» **Document extract**

##############################

He said they left after learning the Americans had just started granting all Nicaraguans free passage if they crossed illegally. How?
“I heard it on the news,” he said. “One of the reports I heard on the news was that Joe Biden was going to permit all Latin people to come in.”
One of the other five Nicaraguans said they came for the end of Title 42 and knew a judge kept Title 42 in place, but also that its fate did not matter to them.
“It is not necessary to wait,” he said, because the Americans are letting single Nicaraguans stay in the United States to claim asylum.
The assembly line usually works like this: Illegal aliens who learn their countries are on the we’re-letting-them-in list cross and present themselves to Border Patrol agents, knowing what comes next.
These nationalities are taken to expanded Border Patrol facilities, where they sign papers paroling them into the country on a promise that they will check in with Immigration and Customs Enforcement later.
Next, Border Patrol contract drivers drop them off at non-profits such as the Val Verde Humanitarian Border Coalition, which has arranged for Greyhound or private charter bus companies to come pick them up and drive them to catch other planes or buses in San Antonio or Dallas to their final destinations. The aliens pay the bus fare to the transportation companies. The VVHBC does Covid testing inside and provides power for phone chargers, food, facilities to clean up, and packets of information in manila envelopes.
After a couple of hours, they are ready to line up at the buses VVHBC has arranged in advance.

##############################

» **What to work on**
• A. Translate this sentence from the text about Nicaraguan migrants into Spanish: "After a couple of hours, they are ready to line up at the buses VVHBC has arranged in advance."
• B. Answer these questions using the text about Nicaraguan migrants:
(i) Where did the first speaker say he heard that Joe Biden would permit all Latin people to come in?
(ii) What do the migrants sign at the expanded Border Patrol facilities?
(iii) Who pays the bus fare to the transportation companies?
The lines that come next have no connection to the text about Nicaraguan migrants.

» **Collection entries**

##############################

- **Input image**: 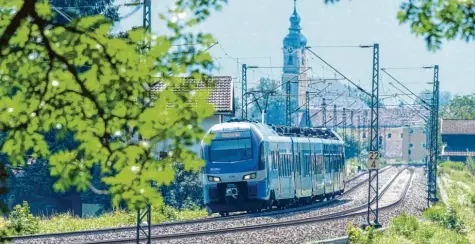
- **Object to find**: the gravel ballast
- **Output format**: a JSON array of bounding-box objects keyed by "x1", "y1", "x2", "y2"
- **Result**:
[{"x1": 13, "y1": 168, "x2": 416, "y2": 243}]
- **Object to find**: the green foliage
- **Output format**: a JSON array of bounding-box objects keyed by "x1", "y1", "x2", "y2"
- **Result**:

##############################

» **Solutions to the exercise**
• A. Después de un par de horas, están listos para hacer fila junto a los autobuses que la VVHBC ha organizado con antelación.

• B.
(i) On the news.
(ii) Papers paroling them into the country on a promise that they will check in with Immigration and Customs Enforcement later.
(iii) The aliens.